Many American women with uterine fibroids don’t know there’s a minimally invasive embolization technique that may be an alternative to a hysterectomy, a new poll finds.
“Misperceptions about uterine fibroids and the treatments available often lead women to undergo invasive and potentially unnecessary surgery for their fibroids, despite more than 20 years of clinical use supporting uterine fibroid embolization,” said Dr. James Spies.
Spies, a professor of radiology at Georgetown University Medical Center in Washington, D.C., is a former president of the Society of Interventional Radiology. That group commissioned the online Harris Poll survey of almost 1,200 women.
Radiologists perform uterine fibroid embolization to treat tumors that grow in the wall of the uterus. These tumors are usually benign, according to the U.S. Office on Women’s Health.
Radiologists guide a catheter through an artery to the blood supply of a fibroid. Once at the fibroid’s blood supply, the radiologist releases small particles to block the blood vessels that nourish the fibroid, the researchers explained.
The treatment has a high success rate, SIR says. About nine out of 10 women who have uterine fibroid embolization have significant improvement. Many women report their symptoms disappear completely.
The study found that:
- Fifty-seven percent of women don’t think they face any risk of uterine fibroids.
- Forty-four percent of women diagnosed with uterine fibroids weren’t aware of uterine fibroid embolization.

Collected data entries
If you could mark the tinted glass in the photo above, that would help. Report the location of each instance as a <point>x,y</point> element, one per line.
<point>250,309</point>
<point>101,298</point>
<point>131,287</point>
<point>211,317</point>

TRY IT:
Continue the article about the poll on uterine fibroid embolization, starting after its last sentence. The records are separate material and have no connection to the text above them.

EXPECTED OUTPUT:
- Among women diagnosed with uterine fibroids who have heard about embolization, 46 percent didn’t first learn about it from their obstetrician-gynecologist.
- Nearly three-quarters of women who knew about the treatment first heard about it from someone other than their obstetrician-gynecologist. They heard about embolization from family and friends, their personal research and advertising.
- One in five women thinks there’s no treatment for fibroids other than hysterectomy.
Dr. Janice Newsome is the associate division director of interventional radiology and image-guided medicine at Emory University Hospital in Atlanta.
She said, “It is remarkable that 62 percent of women are unaware of UFE and that one in five women believe the only treatment is hysterectomy. Uterine preservation should be an important goal of therapy for fibroids. Yet many women seem unaware of safe and effective treatment options apart from hysterectomy.”
Dr. Suresh Vedantham is president of the Society of Interventional Radiology. He’s also a professor of radiology and surgery at Washington University in St. Louis.
“Physicians need to ensure that women are presented every option for treatment so that patients can make the decision that is right for them,” Vedantham said.
“Uterine fibroid embolization is an example of an image-guided therapy that has improved the standard of care and quality of life for many women, allowing a minimally invasive treatment with a shorter recovery time, less pain and risk of complications than traditional surgeries for uterine fibroids,” he said.